> [Exercise directions] State how many lines in the material hold the string "below"; nothing besides that number is expected.

> [Raw data]
-- Opening Marker --
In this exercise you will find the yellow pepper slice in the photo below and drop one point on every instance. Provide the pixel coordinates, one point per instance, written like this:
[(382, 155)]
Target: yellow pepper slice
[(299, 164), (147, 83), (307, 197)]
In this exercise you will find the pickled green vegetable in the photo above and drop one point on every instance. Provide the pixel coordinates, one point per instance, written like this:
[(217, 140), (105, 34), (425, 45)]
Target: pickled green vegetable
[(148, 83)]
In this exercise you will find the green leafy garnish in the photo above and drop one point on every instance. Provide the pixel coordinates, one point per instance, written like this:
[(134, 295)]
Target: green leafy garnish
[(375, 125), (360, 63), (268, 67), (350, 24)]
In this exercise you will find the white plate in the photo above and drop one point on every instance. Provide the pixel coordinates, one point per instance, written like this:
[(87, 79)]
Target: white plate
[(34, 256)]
-- Closing Marker --
-- Opening Marker --
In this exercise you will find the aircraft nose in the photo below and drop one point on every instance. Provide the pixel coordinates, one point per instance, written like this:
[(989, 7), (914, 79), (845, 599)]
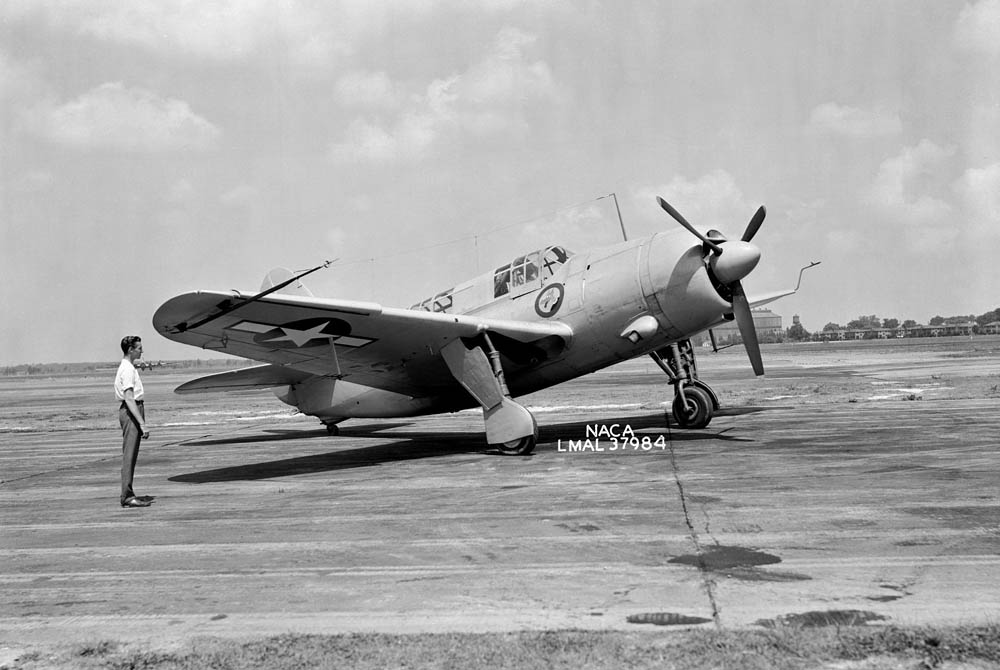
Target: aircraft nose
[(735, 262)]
-- Closing Marker --
> [Answer] 2